--- Text ---

The following is an edited transcript of the audio.

How can I explain God's love to a suffering child?

My guess is that children, maybe even more than adults, are able to understand that God's final deliverance will make up for all the pain of the present. They may not be able to grasp with great sophistication the fact that this very moment God's love is being manifested in and through suffering. But a child can surely understand that someday, just as he promises you, God is going to take it away. We may not know why, but he is going to take it away and he is going to reward you in a way that will make all of your suffering seem as though it was not suffering. And he is going to give you everything you need for ever and ever—millions and millions of years—and you are going to be as happy as you can possibly be.

So I would make sure that I communicate to a child that if they trust Jesus then this disease, this pain, is going to be taken away. And you could read them from Revelation 21, "All crying and mourning and pain will be no more, for the former things have passed away."

Secondly, I think it's important to say to them that these evils in the world—the calamity that has come upon you, upon the children around you, and upon the rest of the world—came into the world because of sin. God ordained that the creation fall into futility. And Satan exploits that, and sin exploits that. And God has brought suffering and permits it now because of sin. Your suffering is not necessarily a direct result of your own sin, but because of the sin of humanity and the sin of all our hearts there is evil in the world. So turn away from sin! Receive forgiveness of it and repent and embrace the Savior, and pray for healing. And if the healing doesn't come now, it is going to come later.

---

**Tasks for this exercise:**
1. List each action the transcript's last paragraph tells the suffering child to take.
2. Reproduce the part of the transcript starting at "The following is" and ending at "can possibly be.".
3. In the transcript, which chapter of the Bible does the speaker suggest reading to the child?
The rows below the transcript come from a separate source.

--- Raw data ---

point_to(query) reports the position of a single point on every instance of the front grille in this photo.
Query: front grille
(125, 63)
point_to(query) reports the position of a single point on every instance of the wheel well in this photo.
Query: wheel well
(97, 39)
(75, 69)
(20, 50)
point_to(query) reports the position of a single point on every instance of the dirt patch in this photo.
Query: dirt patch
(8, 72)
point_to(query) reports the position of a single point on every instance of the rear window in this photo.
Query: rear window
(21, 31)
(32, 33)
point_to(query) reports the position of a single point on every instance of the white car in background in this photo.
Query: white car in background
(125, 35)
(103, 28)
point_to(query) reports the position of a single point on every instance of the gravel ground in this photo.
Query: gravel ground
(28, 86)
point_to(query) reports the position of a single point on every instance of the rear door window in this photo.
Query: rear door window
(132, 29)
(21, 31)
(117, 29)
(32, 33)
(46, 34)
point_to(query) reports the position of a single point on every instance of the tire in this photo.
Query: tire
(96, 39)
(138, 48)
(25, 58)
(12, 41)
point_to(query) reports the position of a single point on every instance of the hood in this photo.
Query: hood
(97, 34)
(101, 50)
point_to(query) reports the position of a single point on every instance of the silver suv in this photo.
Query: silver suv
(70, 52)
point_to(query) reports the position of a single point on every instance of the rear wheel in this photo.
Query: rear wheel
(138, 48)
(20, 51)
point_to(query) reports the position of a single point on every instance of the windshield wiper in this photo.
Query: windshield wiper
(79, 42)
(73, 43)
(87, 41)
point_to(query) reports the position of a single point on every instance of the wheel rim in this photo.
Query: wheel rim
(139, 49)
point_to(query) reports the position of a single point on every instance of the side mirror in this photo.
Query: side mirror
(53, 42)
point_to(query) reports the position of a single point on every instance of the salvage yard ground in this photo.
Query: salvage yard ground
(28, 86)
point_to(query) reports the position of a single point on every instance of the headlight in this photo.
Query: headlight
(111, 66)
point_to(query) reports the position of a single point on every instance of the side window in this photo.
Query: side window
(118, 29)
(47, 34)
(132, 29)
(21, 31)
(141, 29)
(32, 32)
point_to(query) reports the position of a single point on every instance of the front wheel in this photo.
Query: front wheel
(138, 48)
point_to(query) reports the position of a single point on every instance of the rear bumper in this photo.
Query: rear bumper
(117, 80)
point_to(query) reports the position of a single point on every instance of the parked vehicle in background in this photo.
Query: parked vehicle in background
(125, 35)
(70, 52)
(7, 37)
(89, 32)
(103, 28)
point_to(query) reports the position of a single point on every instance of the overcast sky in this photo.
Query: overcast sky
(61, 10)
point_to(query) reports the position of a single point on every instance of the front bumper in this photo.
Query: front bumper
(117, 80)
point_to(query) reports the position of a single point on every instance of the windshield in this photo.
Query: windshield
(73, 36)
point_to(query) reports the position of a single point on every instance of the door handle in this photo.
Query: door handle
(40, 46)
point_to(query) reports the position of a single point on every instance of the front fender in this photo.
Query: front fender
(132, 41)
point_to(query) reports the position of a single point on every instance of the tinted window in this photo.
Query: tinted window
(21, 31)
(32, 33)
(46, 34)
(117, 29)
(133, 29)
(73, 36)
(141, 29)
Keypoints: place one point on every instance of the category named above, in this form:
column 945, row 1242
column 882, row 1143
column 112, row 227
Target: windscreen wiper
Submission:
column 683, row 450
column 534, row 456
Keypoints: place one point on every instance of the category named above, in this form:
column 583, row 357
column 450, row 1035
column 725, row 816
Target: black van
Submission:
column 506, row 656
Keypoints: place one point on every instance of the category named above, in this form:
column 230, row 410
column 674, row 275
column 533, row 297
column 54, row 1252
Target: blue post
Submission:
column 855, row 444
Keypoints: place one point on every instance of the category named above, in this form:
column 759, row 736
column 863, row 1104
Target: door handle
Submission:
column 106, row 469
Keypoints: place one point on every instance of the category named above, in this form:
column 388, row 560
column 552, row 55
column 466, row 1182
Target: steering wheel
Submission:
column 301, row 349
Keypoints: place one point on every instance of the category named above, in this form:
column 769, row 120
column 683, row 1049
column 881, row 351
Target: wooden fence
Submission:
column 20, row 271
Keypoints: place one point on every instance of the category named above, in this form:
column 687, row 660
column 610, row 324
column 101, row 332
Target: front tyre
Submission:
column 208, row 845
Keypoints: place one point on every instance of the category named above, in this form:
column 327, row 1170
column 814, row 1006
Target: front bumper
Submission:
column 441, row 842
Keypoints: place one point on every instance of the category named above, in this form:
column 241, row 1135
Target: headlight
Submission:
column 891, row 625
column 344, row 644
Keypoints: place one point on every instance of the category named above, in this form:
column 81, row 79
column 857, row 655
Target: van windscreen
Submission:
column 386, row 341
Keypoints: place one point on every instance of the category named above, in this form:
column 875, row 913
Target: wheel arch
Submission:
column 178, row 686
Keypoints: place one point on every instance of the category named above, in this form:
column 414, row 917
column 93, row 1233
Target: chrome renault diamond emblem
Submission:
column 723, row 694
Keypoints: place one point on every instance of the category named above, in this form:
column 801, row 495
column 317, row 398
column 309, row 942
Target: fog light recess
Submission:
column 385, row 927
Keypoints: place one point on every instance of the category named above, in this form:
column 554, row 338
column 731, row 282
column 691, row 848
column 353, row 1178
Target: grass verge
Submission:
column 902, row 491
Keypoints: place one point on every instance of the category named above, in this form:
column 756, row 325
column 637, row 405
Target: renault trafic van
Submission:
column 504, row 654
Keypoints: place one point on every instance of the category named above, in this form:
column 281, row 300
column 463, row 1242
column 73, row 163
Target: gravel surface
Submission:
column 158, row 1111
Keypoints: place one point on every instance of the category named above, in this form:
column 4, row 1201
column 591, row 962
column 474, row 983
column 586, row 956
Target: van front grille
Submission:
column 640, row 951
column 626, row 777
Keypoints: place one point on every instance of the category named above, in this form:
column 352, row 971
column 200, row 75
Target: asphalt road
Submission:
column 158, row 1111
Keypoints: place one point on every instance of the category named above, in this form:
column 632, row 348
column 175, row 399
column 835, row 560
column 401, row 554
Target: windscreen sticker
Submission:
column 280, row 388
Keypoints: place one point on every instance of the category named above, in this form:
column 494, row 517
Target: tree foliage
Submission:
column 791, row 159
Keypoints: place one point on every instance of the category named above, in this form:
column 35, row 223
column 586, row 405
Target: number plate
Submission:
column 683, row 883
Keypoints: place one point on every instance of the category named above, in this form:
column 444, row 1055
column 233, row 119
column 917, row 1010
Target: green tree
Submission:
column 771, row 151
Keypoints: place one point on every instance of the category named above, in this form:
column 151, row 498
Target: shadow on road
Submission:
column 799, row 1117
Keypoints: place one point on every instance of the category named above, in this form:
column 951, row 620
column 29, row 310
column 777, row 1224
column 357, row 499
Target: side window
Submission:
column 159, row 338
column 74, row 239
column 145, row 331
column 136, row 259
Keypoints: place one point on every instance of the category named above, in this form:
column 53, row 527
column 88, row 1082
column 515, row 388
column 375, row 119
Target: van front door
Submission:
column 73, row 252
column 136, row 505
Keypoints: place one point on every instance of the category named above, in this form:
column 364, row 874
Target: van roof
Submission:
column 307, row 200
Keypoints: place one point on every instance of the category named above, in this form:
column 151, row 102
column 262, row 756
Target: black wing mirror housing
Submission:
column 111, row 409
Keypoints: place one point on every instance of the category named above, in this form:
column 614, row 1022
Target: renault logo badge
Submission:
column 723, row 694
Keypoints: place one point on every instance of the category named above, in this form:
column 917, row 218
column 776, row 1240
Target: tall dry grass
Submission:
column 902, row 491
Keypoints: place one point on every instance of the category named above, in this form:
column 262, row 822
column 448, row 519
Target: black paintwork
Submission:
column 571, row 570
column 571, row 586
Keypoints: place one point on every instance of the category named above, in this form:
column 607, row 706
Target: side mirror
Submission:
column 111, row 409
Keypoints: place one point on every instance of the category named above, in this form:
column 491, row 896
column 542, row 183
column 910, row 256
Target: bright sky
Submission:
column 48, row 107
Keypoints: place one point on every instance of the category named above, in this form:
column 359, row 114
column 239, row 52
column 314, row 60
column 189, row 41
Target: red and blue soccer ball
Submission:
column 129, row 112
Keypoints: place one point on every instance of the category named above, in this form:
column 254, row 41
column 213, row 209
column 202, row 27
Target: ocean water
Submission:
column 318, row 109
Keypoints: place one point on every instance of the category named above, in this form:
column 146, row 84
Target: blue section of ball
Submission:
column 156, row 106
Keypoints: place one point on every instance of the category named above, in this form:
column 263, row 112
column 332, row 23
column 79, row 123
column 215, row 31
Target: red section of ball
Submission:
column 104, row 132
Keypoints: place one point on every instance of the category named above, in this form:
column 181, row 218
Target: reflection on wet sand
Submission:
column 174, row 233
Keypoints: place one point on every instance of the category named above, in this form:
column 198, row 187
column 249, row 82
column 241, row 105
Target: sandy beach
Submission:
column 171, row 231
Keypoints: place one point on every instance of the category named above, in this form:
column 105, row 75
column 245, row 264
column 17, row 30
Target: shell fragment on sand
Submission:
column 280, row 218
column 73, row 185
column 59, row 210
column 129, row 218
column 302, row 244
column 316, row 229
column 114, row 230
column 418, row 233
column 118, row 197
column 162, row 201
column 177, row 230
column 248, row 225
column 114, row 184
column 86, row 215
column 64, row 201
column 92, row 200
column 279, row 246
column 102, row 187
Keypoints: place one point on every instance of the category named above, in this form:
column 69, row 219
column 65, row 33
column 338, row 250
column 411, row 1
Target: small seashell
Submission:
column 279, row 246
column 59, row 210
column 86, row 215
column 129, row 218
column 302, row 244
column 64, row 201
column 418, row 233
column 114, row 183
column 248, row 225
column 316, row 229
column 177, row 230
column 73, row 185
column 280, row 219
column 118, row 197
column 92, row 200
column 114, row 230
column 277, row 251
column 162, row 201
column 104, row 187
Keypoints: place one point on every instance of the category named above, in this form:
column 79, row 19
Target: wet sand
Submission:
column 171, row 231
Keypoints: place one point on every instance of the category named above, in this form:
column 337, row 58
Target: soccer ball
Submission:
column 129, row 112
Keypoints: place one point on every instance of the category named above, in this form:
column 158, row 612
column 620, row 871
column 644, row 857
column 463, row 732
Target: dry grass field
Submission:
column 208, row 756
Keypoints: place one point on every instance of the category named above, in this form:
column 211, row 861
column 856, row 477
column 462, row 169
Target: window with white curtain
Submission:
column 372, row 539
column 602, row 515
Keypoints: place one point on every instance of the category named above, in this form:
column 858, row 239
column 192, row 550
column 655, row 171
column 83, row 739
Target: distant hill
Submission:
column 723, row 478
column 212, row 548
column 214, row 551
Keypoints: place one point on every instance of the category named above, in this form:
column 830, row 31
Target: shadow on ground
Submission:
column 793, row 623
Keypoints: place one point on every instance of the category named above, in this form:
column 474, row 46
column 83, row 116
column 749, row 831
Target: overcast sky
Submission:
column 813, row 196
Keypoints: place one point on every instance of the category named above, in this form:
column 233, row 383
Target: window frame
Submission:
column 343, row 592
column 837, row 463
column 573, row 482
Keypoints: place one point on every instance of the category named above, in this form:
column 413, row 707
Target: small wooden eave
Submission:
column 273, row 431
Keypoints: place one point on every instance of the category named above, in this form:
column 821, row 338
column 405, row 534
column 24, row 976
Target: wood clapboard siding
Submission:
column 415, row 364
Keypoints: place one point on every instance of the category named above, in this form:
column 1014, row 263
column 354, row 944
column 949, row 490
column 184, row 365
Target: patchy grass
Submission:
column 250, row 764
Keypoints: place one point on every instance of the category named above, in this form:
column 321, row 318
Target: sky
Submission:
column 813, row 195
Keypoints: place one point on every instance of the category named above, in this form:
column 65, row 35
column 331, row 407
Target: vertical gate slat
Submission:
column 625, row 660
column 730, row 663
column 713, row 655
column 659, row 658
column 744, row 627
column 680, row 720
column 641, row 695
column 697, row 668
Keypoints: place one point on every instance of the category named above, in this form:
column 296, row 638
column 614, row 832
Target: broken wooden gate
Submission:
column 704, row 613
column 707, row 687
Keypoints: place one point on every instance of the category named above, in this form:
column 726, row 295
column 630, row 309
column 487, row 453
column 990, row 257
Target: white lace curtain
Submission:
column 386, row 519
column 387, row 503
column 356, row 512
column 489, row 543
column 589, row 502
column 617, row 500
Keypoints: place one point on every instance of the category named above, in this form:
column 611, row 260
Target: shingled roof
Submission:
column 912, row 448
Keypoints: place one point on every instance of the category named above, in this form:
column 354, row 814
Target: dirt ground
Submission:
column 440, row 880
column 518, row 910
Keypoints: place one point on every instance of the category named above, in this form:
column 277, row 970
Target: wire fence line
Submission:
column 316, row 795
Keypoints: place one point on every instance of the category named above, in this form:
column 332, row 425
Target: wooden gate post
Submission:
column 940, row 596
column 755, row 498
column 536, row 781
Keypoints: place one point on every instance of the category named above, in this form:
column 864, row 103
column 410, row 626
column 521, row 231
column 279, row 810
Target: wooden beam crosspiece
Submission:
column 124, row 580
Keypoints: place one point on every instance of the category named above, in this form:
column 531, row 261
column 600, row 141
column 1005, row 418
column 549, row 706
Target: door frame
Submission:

---

**Answers for the tasks:**
1. Turn away from sin, receive forgiveness of it, repent, embrace the Savior, and pray for healing.

2.
The following is an edited transcript of the audio.

How can I explain God's love to a suffering child?

My guess is that children, maybe even more than adults, are able to understand that God's final deliverance will make up for all the pain of the present. They may not be able to grasp with great sophistication the fact that this very moment God's love is being manifested in and through suffering. But a child can surely understand that someday, just as he promises you, God is going to take it away. We may not know why, but he is going to take it away and he is going to reward you in a way that will make all of your suffering seem as though it was not suffering. And he is going to give you everything you need for ever and ever—millions and millions of years—and you are going to be as happy as you can possibly be.

3. Revelation 21.